* Begin Excerpted passage *
14 June 2010, House of Lords.
Lord Avebury (Liberal Democrat):
To ask Her Majesty’s Government whether they will invite representatives of the Chagos islanders to attend their discussions with the Prime Minister of Mauritius for any agenda items covering the future of the islanders.
Lord Howell of Guildford (Minister of State, Foreign and Commonwealth Office; Conservative):
There were no representatives of the Chagos islanders at the meeting on 3 June between my right honourable friend the Foreign Secretary and the Prime Minister of Mauritius.
Bilateral discussions about the British Indian Ocean Territory are between the sovereign states concerned, i.e. the United Kingdom and Mauritius. While we welcome the views of other interested parties on issues on the agenda, it is not the practice for outside representatives to attend such discussions.

17 June 2010, House of Lords.
Baroness Whitaker (Labour)
To ask Her Majesty’s Government whether, in light of European Union funds for which the United Kingdom is eligible to apply to help with their resettlement, they will allow the Chagossians to return to the Chagos Islands.
Lord Howell of Guildford (Minister of State, Foreign and Commonwealth Office; Conservative):

As an unpopulated territory, the British Indian Ocean Territory is not included in the list of recipients of European development fund territorial allocations. Such finance is designed to support economic and social development in populated territories.

One supporter has already commented on the above exchange in the House of Lords, saying:
I suggest that the Minister exhibits a lack of good faith in his response. Yes, of course, since there are no settlers in any of the Chagos Islands at present, there is no one there immediately eligible for aid to assist in their resettlement.
* End Excerpted passage *
* Begin Supplied information *
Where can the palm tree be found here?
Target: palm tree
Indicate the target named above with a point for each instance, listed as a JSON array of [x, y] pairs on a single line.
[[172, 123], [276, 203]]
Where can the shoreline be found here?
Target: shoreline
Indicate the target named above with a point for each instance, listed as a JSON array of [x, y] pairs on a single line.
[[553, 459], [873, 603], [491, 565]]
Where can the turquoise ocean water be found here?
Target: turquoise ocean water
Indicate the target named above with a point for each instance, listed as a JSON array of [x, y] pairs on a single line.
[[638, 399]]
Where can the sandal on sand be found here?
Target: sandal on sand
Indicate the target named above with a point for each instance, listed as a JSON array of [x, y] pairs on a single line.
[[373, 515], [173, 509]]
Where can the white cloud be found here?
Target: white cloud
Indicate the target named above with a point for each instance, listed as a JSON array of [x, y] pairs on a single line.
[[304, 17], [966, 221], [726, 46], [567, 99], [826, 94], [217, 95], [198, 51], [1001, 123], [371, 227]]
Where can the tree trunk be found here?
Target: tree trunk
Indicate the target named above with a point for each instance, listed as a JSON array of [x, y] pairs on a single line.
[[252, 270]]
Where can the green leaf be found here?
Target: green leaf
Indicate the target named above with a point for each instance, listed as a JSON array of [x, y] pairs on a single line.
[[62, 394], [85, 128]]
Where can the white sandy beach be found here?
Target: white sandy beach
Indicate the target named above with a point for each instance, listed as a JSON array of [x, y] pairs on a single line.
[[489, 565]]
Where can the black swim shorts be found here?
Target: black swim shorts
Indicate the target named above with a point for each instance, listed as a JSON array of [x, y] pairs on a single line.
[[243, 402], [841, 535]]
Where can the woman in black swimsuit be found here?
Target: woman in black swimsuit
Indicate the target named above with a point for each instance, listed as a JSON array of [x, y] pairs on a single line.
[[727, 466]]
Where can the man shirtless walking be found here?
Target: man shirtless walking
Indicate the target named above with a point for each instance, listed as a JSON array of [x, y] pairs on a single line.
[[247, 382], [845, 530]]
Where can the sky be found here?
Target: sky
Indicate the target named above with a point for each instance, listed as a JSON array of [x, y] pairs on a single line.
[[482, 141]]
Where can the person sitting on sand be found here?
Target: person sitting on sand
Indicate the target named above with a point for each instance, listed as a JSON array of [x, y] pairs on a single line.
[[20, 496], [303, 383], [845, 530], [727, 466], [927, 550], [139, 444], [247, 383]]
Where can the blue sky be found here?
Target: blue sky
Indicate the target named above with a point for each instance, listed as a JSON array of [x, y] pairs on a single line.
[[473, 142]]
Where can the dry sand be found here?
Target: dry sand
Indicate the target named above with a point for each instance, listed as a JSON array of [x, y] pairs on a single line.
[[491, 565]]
* End Supplied information *
> **Aim**: In the House of Lords exchange, why is the British Indian Ocean Territory not on the list of recipients of European development fund territorial allocations?

> **Expected answer**: It is an unpopulated territory, and that finance is designed to support economic and social development in populated territories.